▸ **PASSAGE**:
Content starts

Some say crafting is like therapy, well for me it truly is. I few years back after a supposedly routine operation went wrong (long nightmare story) But I was left with IBS. It completely turned my world around and I began suffering with depression and anxiety. What I refer to as the Dark Side just because it takes your mind to an evil space that is really hard to come back from, and sometimes when you think your out of it, it finds a way to suck you back in.
I lost my creativity, which made me more depressed which made me sicker so I was caught in a vicious circle for years. I had no confidence, couldn’t even tell you what self-esteem was and forget goals or dreams they had long been lost. Like I said its the dark side.

Content ends

▸ **WORK REQUIRED**: In the passage about crafting as therapy, what name does the writer give to depression and anxiety?

Plain-language descriptions of regions:
Content starts

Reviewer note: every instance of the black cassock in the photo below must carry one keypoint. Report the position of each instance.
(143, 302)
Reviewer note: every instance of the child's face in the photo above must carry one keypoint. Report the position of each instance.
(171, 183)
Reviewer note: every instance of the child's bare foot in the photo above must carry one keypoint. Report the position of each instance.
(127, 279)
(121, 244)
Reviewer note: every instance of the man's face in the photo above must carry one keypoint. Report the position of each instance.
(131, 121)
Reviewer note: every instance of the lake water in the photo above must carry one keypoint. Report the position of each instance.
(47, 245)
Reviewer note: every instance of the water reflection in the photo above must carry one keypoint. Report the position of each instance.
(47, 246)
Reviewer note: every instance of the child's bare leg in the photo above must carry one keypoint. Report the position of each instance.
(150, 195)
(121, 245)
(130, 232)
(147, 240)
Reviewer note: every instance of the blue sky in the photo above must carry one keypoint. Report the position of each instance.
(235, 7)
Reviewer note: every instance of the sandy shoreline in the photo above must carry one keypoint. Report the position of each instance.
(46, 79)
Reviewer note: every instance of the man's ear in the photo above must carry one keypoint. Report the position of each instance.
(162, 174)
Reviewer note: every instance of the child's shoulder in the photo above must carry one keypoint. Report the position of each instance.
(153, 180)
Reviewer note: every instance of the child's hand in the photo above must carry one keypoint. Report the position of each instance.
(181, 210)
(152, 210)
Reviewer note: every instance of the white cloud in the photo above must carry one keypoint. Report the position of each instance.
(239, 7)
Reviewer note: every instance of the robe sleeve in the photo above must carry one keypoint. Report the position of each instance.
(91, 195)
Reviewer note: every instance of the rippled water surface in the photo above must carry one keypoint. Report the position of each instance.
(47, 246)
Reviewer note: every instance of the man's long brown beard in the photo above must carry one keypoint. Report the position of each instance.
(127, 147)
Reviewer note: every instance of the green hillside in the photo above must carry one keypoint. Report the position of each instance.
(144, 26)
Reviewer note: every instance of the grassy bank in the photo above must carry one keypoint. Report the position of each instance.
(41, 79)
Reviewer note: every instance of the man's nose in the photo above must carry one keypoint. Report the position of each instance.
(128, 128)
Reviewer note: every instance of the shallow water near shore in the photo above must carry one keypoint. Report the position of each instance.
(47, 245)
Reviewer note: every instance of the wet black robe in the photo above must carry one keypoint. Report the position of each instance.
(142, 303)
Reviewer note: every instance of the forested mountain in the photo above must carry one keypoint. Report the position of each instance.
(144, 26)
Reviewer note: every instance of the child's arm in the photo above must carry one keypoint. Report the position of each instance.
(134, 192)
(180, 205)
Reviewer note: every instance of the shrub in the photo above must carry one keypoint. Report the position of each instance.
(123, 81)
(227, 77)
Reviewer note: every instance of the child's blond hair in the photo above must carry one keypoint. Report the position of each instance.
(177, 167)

Content ends

▸ **ANSWER TO THE PROBLEM**: The Dark Side.